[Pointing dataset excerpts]
※ ※ ※
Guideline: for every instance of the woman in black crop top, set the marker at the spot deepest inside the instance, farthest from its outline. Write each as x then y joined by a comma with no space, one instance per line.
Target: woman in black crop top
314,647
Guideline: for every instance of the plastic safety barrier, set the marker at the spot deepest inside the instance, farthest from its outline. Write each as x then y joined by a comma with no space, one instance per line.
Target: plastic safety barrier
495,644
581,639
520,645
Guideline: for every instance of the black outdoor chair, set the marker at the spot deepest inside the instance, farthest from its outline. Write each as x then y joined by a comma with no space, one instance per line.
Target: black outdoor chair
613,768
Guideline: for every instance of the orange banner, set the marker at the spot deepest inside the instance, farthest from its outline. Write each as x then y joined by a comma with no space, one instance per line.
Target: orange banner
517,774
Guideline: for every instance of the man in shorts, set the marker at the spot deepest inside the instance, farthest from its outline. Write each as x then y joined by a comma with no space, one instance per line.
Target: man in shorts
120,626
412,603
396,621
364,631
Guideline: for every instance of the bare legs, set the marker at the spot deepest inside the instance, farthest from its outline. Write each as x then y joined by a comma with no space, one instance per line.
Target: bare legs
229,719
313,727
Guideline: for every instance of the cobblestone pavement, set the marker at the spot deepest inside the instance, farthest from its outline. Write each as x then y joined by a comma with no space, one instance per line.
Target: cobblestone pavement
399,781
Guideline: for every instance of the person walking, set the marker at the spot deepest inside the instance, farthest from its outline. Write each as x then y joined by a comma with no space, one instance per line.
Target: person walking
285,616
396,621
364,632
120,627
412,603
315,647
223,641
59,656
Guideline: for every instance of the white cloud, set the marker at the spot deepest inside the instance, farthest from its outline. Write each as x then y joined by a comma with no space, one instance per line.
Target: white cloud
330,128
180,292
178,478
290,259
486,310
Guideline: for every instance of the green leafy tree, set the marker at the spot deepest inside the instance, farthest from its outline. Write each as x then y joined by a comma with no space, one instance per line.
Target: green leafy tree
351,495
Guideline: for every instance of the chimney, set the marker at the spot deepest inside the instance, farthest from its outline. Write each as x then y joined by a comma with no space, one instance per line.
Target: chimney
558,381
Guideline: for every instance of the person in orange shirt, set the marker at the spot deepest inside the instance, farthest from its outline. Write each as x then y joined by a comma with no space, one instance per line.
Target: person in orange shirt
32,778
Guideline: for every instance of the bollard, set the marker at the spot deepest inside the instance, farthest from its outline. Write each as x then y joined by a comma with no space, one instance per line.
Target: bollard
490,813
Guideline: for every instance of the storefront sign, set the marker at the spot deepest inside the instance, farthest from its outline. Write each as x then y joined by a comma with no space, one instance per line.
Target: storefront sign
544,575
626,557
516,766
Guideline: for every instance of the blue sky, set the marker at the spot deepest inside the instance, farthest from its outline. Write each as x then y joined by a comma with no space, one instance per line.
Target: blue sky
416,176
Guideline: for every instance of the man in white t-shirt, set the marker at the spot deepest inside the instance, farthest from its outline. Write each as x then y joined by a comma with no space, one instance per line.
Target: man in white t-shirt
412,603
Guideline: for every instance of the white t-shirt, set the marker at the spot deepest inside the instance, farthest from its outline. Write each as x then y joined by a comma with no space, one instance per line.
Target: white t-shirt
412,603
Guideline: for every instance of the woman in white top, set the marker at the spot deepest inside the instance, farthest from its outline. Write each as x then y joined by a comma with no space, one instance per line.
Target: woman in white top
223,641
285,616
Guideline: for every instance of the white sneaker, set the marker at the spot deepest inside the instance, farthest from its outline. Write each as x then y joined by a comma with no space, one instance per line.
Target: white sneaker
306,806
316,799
※ ※ ※
▶ _Aim of the task_
Would you reproduce all the entries exactly?

▶ _Written solution_
Guideline: for every instance of the woman in black crop top, set the marker at the spot deepest inside the instance, farthest from its outline. Write each as x then y joined by a comma with no space, one instance per line.
Target: woman in black crop top
314,647
Guideline: for every instance of the plastic safety barrier, set the marker at the spot deepest inside the instance, farthest from its outline. Write each as x then y joined by a comma with no space, one instance per line.
Target: plastic safety barrier
495,644
581,639
520,645
Guideline: for every instance of the black outdoor chair, set the marker at the spot deepest inside the instance, farthest from its outline. Write each as x then y joined by a comma with no space, one instance per line.
Target: black outdoor chair
613,768
Guideline: for every instance of the orange banner, set the marker at the spot deepest inside the instance, farthest from its outline. Write each as x then y joined by a comma with no space, one instance per line.
Target: orange banner
517,774
Guideline: for every instance of the man in shorts, set the marker at the spot deepest inside the instance, farthest from its outline. Write each as x then y joined by a comma with no space, one instance per line.
Target: man in shorts
120,626
412,603
396,621
364,631
Guideline: for every instance of the bare legs, set the marker at the spot deepest inside the instance, farthest from its outline. Write each as x then y joined by a comma with no space, one instance per line.
Target: bare legs
229,719
313,727
Guideline: for every instance of the cobblestone pavement, set the marker at the spot deepest inside the instance, farthest from its outline. Write each as x then y joined by a comma with no space, one instance per line.
Target: cobblestone pavement
399,781
Guideline: for every instance of the person walking, set the marker at the spot deepest inside the instance, farthest from its outline. Write each as x then y joined by a comma with no space, one instance per line.
Target: person walking
285,616
396,621
364,632
120,627
412,603
315,647
223,641
59,656
Guideline: for every instance of the white cloud, set the marker at the spot deepest inside the instance, farthest from its outline. Write each as x then y joined by a comma with no space, one instance per line.
Target: white cloud
330,128
180,292
178,478
290,259
486,310
Guideline: for every instance of the green leafy tree, set the marker at the spot deepest inside the instance, farthest from its outline. Write each as x then y joined by a comma with no space, one instance per line.
Target: green leafy tree
351,495
Guideline: for every instance of the chimney, set the marker at the spot deepest inside the instance, farthest from its outline. Write each as x then y joined by a comma with no space, one instance per line.
Target: chimney
558,381
Guideline: for every instance of the person in orange shirt, set the marker at the spot deepest inside the instance, farthest from its outline. Write each as x then y joined by a comma with no space, one instance per line.
Target: person in orange shirt
32,778
Guideline: for every instance of the bollard, set the marker at the spot deepest inside the instance, farthest from its outline. Write each as x then y joined by a comma with no space, one instance per line.
Target: bollard
490,813
Guideline: for every instance of the storefront sign, set the marker at the spot deepest inside the instance, farthest from its outline. Write each as x then y joined by a comma with no space, one instance per line.
Target: storefront sign
544,575
626,557
516,766
Guideline: for every instance of the blue sky, set the marker at the spot deepest inside the instance, farthest from its outline. Write each as x then y joined by a comma with no space, one instance per line.
Target: blue sky
416,176
Guideline: for every instance of the man in white t-shirt, set the marker at the spot deepest inside the instance, farthest from its outline. Write each as x then y joined by a comma with no space, one instance per line.
Target: man in white t-shirt
412,603
Guideline: for every instance of the white t-shirt, set the marker at the spot deepest inside the instance, farthest from its outline. Write each as x then y joined by a comma with no space, one instance per line.
Target: white t-shirt
412,603
Guideline: for every instance of the woman in white top, set the marker at the spot deepest inside the instance, farthest from its outline. Write each as x then y joined by a comma with no space, one instance per line.
Target: woman in white top
223,641
285,616
Guideline: for every instance of the white sneaker, set the marker at the spot deepest inside the instance, farthest from its outline. Write each as x then y joined by a comma with no space, one instance per line.
Target: white sneaker
306,806
316,799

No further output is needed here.